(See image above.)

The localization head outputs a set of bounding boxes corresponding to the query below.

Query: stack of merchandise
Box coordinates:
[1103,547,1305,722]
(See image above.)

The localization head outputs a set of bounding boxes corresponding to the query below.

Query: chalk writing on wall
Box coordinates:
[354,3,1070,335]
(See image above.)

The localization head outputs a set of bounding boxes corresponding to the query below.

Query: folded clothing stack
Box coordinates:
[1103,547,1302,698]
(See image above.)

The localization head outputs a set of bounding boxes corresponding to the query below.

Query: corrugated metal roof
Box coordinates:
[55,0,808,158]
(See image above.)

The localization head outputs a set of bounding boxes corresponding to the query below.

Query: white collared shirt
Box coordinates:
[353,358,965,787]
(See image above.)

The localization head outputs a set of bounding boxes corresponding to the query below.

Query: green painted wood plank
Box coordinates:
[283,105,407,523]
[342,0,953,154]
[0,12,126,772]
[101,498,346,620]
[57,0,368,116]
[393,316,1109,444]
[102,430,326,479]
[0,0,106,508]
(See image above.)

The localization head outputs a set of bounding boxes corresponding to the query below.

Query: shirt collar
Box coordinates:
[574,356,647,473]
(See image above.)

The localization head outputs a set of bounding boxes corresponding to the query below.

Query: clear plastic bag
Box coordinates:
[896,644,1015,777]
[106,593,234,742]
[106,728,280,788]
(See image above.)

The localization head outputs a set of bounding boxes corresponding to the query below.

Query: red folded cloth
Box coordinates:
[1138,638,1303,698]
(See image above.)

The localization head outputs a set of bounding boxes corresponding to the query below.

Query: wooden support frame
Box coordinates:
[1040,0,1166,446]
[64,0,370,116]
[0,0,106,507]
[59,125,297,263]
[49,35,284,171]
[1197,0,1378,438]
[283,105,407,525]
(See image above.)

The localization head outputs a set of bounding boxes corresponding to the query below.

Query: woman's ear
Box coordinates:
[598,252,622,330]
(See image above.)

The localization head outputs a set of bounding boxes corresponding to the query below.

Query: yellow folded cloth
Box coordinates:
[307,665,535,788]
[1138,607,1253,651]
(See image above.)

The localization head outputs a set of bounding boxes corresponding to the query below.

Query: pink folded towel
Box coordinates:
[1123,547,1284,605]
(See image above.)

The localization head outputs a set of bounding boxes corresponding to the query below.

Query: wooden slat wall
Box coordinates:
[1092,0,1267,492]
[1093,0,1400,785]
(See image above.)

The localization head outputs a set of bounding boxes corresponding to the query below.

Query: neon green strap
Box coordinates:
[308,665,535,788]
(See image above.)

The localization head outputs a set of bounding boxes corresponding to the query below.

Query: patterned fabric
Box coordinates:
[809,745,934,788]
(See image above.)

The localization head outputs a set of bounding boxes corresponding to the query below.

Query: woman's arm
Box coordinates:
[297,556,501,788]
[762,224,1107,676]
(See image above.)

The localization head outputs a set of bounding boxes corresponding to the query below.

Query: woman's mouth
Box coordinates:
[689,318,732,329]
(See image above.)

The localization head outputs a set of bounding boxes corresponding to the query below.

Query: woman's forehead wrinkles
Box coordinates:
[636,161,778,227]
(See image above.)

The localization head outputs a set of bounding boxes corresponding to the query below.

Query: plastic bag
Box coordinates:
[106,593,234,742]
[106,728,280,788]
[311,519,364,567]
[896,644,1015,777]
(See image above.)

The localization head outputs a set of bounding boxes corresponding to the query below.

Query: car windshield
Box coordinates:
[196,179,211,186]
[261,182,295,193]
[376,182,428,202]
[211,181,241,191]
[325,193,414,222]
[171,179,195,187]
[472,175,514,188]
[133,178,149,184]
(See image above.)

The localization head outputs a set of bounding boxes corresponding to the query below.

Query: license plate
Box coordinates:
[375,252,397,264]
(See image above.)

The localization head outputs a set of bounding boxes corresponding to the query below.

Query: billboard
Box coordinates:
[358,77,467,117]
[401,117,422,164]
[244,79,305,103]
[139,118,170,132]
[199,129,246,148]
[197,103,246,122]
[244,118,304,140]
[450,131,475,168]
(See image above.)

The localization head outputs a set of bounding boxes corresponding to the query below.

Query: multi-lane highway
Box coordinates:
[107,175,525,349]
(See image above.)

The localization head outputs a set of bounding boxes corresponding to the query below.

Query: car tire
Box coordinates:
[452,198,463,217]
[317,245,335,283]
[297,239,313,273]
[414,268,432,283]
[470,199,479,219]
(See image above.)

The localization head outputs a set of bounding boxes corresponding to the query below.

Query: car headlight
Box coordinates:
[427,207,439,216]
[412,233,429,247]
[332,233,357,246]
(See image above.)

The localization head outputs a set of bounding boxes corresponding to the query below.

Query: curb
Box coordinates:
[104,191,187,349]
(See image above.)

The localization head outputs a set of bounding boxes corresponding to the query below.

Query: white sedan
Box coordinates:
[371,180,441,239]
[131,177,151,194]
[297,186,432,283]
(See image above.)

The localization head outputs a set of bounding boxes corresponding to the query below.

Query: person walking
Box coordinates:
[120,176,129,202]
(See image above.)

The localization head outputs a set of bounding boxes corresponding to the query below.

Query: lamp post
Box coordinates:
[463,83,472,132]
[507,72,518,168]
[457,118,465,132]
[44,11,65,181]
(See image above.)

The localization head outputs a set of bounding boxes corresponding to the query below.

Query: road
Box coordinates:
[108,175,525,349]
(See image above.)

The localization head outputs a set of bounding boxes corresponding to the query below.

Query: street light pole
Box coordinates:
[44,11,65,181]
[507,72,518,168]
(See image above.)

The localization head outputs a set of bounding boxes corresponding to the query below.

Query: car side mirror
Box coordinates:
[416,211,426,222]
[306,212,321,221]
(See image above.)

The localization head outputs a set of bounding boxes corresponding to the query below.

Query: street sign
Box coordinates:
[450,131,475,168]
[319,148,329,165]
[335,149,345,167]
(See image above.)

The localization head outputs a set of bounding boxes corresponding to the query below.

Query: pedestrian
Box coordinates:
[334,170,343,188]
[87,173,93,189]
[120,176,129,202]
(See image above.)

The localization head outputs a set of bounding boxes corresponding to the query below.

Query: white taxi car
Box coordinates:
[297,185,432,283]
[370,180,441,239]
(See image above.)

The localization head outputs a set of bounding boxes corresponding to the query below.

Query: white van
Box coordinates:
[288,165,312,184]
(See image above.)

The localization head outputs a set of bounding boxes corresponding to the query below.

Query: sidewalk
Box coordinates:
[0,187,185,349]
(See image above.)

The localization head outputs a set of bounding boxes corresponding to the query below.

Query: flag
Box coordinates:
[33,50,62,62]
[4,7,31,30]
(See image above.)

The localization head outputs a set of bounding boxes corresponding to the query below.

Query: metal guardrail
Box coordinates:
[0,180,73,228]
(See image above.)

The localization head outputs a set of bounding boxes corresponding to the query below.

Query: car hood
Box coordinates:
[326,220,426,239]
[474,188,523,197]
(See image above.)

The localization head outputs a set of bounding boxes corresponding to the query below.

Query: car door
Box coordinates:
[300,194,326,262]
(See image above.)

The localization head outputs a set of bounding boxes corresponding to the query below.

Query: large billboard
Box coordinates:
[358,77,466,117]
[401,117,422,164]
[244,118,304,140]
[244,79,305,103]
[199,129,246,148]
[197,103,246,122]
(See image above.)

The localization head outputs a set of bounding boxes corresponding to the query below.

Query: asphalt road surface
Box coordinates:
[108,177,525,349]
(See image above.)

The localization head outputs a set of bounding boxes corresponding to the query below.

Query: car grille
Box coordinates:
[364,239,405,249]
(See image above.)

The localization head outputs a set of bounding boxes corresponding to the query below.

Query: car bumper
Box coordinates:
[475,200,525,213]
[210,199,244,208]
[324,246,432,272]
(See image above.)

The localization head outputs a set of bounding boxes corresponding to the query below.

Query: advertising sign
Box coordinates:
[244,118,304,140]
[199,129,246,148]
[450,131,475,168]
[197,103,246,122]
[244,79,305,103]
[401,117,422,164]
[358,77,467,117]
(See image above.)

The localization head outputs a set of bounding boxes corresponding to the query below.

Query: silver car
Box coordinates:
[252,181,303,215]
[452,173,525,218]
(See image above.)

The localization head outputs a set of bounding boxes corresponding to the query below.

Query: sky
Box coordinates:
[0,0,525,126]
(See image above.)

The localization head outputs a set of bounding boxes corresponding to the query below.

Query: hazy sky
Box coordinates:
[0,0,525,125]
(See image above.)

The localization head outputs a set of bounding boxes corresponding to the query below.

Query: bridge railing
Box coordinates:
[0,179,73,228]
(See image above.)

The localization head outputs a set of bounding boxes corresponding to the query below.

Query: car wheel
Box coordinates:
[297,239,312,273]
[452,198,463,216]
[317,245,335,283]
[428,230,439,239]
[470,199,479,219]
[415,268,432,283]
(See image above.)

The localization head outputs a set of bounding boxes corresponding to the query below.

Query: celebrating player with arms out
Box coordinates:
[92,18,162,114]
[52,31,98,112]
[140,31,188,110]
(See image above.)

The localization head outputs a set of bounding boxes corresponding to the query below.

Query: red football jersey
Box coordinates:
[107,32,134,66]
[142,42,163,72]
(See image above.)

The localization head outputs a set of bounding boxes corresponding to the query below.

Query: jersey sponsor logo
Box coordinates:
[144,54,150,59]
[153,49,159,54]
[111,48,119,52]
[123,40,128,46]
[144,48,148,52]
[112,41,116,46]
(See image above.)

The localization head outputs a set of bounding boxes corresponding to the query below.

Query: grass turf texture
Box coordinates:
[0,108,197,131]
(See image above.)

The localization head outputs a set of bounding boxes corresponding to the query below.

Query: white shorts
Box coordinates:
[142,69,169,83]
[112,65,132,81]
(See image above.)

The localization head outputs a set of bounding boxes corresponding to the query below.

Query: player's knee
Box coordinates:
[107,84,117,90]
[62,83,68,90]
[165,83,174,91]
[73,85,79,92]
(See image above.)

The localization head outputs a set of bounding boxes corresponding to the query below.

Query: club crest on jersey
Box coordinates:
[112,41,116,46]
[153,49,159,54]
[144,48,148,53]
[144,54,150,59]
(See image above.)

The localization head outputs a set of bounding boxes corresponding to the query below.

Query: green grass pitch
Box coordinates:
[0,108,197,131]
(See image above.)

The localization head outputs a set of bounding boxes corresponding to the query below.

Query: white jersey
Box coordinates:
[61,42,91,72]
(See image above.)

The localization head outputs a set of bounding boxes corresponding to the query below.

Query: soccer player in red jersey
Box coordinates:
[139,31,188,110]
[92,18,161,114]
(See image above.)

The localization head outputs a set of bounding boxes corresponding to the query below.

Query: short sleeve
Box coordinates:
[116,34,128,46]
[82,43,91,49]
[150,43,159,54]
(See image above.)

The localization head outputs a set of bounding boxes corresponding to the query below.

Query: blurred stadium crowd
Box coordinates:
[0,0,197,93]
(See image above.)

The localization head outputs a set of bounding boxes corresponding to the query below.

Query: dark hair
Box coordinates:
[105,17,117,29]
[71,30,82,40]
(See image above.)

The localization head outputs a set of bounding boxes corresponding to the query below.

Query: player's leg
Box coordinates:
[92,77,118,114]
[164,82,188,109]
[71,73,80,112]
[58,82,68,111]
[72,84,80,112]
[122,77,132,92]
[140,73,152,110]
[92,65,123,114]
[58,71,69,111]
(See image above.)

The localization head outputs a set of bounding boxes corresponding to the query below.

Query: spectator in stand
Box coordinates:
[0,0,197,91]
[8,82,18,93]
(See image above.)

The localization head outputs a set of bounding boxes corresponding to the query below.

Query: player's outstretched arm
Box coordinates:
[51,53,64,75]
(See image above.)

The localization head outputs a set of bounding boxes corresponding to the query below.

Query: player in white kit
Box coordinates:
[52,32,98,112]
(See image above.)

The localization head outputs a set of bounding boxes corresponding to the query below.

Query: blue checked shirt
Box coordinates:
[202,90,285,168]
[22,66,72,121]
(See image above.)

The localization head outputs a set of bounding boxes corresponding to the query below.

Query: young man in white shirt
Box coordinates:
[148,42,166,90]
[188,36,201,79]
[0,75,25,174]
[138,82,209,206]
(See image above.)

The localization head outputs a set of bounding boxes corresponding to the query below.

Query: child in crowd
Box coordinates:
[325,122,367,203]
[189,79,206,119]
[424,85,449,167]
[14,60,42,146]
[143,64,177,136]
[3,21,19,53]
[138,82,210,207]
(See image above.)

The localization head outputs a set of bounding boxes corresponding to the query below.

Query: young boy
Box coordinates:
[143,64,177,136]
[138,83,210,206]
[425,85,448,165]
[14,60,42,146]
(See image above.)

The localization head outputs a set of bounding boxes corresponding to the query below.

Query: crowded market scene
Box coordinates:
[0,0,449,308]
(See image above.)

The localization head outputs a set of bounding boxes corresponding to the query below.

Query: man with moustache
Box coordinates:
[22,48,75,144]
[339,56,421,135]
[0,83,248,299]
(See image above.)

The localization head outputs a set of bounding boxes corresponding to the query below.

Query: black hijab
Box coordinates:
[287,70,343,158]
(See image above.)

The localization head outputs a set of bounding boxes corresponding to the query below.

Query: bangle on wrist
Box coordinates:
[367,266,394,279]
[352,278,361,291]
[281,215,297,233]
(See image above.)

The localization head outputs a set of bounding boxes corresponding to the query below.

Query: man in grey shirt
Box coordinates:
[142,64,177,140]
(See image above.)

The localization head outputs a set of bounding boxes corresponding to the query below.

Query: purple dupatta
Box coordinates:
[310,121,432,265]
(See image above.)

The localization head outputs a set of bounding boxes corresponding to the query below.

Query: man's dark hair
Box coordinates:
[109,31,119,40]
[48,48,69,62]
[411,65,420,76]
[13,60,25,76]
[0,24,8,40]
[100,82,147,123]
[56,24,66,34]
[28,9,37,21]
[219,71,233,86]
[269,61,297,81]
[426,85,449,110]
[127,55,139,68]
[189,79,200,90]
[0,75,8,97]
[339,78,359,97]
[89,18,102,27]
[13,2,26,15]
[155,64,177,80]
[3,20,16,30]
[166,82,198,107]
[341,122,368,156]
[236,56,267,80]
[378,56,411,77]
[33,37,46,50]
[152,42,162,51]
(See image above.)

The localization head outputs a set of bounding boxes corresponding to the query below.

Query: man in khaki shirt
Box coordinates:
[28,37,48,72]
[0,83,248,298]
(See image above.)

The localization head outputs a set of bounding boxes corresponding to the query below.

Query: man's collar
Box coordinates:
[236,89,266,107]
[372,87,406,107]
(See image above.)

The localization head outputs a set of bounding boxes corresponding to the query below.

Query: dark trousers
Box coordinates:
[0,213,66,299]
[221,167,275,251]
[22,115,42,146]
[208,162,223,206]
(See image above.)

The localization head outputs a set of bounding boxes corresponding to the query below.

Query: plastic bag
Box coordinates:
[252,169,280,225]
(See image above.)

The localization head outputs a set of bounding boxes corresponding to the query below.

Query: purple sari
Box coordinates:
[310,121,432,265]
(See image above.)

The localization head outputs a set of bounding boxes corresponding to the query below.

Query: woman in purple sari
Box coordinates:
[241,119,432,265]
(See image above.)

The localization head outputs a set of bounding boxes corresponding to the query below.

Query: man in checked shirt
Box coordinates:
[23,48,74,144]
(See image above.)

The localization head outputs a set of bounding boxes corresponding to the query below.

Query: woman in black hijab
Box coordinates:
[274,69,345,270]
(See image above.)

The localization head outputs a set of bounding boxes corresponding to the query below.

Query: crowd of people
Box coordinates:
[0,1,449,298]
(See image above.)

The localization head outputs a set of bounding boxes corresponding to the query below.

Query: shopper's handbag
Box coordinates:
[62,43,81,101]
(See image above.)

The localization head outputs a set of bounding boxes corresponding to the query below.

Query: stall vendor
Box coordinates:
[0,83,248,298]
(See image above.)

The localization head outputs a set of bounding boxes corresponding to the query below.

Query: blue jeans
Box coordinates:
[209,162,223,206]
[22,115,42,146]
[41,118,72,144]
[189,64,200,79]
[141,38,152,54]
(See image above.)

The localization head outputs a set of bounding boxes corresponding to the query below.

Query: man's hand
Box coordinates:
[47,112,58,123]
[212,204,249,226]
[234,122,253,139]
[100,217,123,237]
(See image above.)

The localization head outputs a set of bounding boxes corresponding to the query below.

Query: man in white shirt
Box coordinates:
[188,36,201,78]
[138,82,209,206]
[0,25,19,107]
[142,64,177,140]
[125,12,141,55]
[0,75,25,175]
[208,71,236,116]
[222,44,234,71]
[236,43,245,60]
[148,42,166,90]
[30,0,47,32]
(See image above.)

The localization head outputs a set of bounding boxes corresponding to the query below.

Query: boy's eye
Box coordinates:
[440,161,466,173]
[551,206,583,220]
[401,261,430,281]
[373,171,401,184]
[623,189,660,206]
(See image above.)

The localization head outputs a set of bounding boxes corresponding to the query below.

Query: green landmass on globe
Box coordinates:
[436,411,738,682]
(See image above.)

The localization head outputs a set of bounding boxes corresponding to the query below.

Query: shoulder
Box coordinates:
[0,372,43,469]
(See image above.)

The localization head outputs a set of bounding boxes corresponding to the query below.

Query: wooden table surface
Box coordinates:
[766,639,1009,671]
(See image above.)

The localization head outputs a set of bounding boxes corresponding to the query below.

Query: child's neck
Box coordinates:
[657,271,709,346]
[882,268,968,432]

> OBJECTIVE
Pull out every line from the rows above that contains the word "woman".

> FULL ANSWER
Query: woman's ear
Query: woman's arm
Query: woman's mouth
Query: woman's forehead wrinkles
Query: woman in purple sari
Query: woman in black hijab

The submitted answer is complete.